*TASK OBJECTIVE*
In the data that follows, find the line containing "skyscraper with a single marker."; then quote that line and every line after it, exactly, through the last one.

*TASK DATA*

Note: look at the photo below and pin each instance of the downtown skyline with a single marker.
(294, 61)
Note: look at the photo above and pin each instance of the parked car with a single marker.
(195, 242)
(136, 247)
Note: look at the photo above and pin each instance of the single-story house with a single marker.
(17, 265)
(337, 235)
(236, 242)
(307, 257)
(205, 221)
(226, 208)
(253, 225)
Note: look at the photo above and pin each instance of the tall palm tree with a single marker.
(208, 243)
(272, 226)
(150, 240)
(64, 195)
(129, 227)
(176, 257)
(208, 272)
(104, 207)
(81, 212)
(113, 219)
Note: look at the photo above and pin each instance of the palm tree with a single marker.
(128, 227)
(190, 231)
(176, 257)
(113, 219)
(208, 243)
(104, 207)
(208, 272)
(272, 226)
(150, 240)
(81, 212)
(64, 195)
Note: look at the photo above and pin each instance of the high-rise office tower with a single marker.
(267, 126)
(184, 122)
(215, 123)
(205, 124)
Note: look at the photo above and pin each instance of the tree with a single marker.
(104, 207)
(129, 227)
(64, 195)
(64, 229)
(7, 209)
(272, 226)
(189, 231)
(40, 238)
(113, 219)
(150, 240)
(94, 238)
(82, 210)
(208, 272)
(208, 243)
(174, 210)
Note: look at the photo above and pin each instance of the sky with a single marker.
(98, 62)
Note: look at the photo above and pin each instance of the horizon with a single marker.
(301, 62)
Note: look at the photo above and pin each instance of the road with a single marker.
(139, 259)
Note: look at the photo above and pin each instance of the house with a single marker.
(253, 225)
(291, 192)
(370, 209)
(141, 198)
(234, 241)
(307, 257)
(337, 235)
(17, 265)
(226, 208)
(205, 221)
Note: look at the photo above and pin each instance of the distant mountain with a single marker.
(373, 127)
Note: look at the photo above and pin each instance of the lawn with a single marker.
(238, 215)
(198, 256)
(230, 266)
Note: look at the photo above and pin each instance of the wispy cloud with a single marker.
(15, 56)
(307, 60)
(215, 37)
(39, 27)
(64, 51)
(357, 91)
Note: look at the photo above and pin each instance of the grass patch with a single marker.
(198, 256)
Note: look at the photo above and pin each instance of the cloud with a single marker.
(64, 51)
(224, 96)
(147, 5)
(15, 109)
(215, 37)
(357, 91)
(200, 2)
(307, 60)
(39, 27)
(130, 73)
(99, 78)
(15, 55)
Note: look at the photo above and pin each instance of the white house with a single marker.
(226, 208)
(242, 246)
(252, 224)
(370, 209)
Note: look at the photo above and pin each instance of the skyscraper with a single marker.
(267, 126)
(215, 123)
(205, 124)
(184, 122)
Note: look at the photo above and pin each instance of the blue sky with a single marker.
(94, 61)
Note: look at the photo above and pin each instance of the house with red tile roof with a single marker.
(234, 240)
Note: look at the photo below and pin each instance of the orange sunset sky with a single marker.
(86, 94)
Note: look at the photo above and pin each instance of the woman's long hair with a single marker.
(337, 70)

*RESULT OF THIS TASK*
Note: look at the photo above and pin each instance of the skyscraper with a single marker.
(267, 126)
(215, 123)
(205, 124)
(184, 122)
Note: look at the photo above and pin each instance of the blue sky with a single marker.
(94, 61)
Note: look at the photo above and pin each instance of the house with red tile roof with a single marker.
(234, 240)
Note: look at the photo below and pin each instance of the orange sunset sky with a single marker.
(86, 94)
Note: look at the photo above and pin each instance of the woman's long hair with a single marker.
(337, 70)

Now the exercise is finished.